=== Source document ===

Re: Disk space accounting and subvolume delete

2010-05-10 Thread Josef Bacik
On Mon, May 10, 2010 at 12:23:52PM -0600, Bruce Guenter wrote:
 Hi.
 
 When deleting a snapshot, I have observed that the disk space used by
 that snapshot is not immediately released (according to statvfs or df).
 Neither sync nor btrfs filesystem sync releases the disk space
 neither.  The only way I have found to actually fully release the disk
 space is to issue the sync and then sleep until the statvfs free numbers
 stop changing.
 
 This is a rather problematic approach to managing disk space.  Is there
 any way to either force a wait until the disk space has been released?
 
 My application is automatically managing disk space in the presence of
 snapshots.  I allow the disk (a backup) to fill up with snapshots until
 it is nearly full, and then to delete snapshots until I have a threshold
 free.  However, without the disk space being released promptly and no
 way to wait until it is released, the loop can't tell how many snapshots
 to delete.

===

Aim 1:
Answer these questions from the forum post, each on its own line:
(a) Which two tools does the quoted message name as reporting the disk space?
(b) Which two commands does it say fail to release the space?
(c) In the application described, what is the disk allowed to fill up with?
Aim 2:
Could you rewrite the paragraph of the forum post that begins "When deleting a snapshot" as a short bulleted list that keeps its main facts?
Aim 3:
Retype a passage of the forum post word for word: begin at the words "2010-05-10 Thread Josef", and stop after "statvfs or df).".

=== Records supplied ===

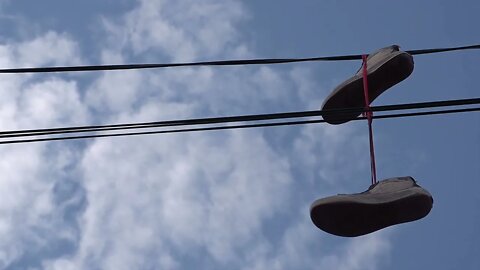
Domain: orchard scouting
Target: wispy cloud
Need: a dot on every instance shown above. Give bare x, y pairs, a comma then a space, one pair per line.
236, 199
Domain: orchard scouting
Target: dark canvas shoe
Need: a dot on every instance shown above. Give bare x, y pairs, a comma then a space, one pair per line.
389, 202
385, 68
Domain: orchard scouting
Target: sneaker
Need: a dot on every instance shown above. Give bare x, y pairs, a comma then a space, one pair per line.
388, 202
385, 68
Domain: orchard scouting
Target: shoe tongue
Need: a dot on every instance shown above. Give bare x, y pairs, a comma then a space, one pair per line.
378, 55
392, 185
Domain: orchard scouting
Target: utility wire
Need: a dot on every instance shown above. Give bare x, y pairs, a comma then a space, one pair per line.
233, 127
264, 61
231, 119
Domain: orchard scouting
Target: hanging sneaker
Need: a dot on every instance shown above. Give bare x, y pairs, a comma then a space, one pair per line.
385, 68
386, 203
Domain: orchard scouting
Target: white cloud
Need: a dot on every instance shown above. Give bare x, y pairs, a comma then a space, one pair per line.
214, 200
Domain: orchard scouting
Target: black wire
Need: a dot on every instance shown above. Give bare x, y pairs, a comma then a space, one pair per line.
234, 127
264, 61
230, 119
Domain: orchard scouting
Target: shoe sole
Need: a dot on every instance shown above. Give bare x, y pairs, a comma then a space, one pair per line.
394, 69
370, 216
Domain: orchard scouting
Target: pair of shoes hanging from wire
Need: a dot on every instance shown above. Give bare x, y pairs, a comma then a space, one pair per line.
387, 202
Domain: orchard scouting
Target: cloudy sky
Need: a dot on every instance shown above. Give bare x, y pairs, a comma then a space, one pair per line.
234, 199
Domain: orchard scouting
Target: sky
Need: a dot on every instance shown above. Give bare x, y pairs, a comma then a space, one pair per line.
234, 199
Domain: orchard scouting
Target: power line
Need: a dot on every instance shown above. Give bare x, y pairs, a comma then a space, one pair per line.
232, 119
399, 115
263, 61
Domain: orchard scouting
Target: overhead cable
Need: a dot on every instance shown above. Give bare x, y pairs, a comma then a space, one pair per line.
232, 119
263, 61
242, 126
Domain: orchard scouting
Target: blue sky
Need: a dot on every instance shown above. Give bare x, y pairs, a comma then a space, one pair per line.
229, 199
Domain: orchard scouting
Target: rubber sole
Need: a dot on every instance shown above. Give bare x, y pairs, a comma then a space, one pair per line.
350, 93
353, 218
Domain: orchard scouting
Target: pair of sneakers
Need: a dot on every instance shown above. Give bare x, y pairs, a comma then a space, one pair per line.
388, 202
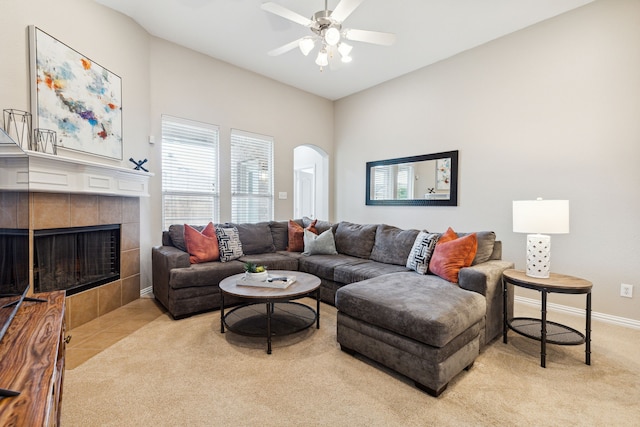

===

Finished answer 1:
(a) statvfs and df
(b) sync and btrfs filesystem sync
(c) Snapshots, until it is nearly full

Finished answer 2:
- After a snapshot is deleted, the disk space it used is not released right away, according to statvfs or df.
- Neither sync nor btrfs filesystem sync releases the space.
- The only way found to fully release it is to run sync and then sleep until the statvfs free numbers stop changing.

Finished answer 3:
2010-05-10 Thread Josef Bacik
On Mon, May 10, 2010 at 12:23:52PM -0600, Bruce Guenter wrote:
 Hi.
 
 When deleting a snapshot, I have observed that the disk space used by
 that snapshot is not immediately released (according to statvfs or df).